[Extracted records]
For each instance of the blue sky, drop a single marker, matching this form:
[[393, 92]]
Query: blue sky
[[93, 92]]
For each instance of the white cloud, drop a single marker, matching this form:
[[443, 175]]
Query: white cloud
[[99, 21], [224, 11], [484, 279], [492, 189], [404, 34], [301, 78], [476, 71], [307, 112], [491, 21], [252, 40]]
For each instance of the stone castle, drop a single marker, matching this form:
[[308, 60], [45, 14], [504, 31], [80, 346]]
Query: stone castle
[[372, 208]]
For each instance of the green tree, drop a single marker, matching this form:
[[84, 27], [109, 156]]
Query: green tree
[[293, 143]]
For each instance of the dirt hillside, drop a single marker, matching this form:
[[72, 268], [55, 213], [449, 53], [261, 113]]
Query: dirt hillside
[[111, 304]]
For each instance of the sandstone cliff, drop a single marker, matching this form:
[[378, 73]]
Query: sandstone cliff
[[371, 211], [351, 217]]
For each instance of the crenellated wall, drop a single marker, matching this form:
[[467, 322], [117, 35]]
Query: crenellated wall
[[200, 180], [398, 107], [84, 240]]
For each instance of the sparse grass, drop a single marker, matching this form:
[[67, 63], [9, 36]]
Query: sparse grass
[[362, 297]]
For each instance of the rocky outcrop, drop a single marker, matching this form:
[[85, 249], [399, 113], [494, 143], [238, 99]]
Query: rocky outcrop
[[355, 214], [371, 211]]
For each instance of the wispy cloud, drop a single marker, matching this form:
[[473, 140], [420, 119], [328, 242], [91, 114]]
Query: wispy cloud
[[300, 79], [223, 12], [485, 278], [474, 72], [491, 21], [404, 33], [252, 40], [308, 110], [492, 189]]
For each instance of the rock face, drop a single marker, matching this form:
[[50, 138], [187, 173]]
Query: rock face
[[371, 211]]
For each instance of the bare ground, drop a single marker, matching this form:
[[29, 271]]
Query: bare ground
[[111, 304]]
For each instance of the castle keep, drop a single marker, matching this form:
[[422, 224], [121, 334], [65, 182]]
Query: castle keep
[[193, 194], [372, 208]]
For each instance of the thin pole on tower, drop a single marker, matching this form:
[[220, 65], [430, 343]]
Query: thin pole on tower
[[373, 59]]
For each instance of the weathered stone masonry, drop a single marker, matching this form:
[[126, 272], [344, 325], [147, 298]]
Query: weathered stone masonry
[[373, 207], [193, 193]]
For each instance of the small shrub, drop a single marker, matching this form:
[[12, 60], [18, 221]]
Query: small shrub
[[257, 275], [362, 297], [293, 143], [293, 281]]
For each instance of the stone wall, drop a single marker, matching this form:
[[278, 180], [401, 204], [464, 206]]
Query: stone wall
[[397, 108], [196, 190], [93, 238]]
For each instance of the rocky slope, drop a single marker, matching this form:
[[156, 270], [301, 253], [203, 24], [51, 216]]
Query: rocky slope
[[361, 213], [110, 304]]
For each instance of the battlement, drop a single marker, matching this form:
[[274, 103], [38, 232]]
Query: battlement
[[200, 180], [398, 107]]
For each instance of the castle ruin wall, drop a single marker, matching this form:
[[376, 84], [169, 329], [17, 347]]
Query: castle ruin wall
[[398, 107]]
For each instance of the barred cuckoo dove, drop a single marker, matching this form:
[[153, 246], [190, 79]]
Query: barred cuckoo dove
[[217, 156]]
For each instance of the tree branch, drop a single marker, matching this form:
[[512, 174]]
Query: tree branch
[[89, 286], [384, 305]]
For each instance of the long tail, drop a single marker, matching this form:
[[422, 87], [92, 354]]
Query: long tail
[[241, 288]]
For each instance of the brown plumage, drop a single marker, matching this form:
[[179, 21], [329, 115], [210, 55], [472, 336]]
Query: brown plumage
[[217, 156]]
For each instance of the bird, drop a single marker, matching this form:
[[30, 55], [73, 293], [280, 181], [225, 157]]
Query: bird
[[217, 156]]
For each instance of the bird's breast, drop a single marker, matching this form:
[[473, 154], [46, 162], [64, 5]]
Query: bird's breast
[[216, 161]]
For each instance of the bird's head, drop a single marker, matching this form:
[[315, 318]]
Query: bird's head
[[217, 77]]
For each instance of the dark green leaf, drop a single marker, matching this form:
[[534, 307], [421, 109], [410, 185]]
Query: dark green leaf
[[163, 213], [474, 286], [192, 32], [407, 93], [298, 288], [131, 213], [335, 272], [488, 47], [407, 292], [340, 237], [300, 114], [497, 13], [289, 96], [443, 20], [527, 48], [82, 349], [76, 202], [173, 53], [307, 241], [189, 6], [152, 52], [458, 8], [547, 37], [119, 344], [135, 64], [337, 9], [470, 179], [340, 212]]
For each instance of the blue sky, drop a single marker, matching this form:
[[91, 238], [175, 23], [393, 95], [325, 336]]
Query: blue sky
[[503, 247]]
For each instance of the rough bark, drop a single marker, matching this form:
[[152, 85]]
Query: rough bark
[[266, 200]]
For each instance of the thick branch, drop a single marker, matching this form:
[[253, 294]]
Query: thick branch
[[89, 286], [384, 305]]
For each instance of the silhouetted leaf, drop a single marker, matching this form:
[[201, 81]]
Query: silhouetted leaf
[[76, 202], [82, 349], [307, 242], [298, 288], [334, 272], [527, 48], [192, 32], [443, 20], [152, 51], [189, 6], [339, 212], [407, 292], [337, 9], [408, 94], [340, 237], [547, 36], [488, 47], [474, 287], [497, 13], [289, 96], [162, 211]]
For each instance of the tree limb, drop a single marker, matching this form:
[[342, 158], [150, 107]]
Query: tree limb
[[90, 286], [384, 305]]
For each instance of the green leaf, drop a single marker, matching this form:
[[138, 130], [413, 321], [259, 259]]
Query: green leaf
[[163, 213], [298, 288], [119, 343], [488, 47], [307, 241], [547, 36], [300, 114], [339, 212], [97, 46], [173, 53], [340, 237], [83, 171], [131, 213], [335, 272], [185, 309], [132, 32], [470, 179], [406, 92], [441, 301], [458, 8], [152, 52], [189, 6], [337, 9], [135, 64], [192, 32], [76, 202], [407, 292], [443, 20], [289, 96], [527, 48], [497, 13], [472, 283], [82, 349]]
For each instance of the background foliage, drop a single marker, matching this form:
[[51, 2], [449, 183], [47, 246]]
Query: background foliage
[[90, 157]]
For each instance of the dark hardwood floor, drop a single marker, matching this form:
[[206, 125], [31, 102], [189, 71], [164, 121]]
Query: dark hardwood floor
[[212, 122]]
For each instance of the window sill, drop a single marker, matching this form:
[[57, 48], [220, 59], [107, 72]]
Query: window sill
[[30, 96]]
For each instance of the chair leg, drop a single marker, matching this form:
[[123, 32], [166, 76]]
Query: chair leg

- _Written exercise_:
Reproduce the listing word for word, from the line containing "For each instance of the tree branch, drop" through the line containing "[[217, 77]]", including both of those lines.

- _Response to this exercise_:
For each instance of the tree branch, drop a single marker, matching this form:
[[512, 174]]
Query: tree branch
[[89, 286], [384, 305]]
For each instance of the long tail, drop a single marker, matching this form:
[[422, 87], [92, 354]]
Query: long tail
[[241, 288]]
For each instance of the brown plumage, drop a single marker, matching this form:
[[179, 21], [329, 115], [210, 55], [472, 336]]
Query: brown plumage
[[217, 156]]
For each instance of the bird, drop a single marker, matching this form:
[[30, 55], [73, 293], [280, 181], [225, 157]]
Query: bird
[[217, 156]]
For each instance of the bird's breast, drop a single marker, matching this form:
[[473, 154], [46, 162], [64, 5]]
Query: bird's breast
[[216, 161]]
For each instance of the bird's head, drop a single marker, matching this form:
[[315, 318]]
Query: bird's head
[[217, 77]]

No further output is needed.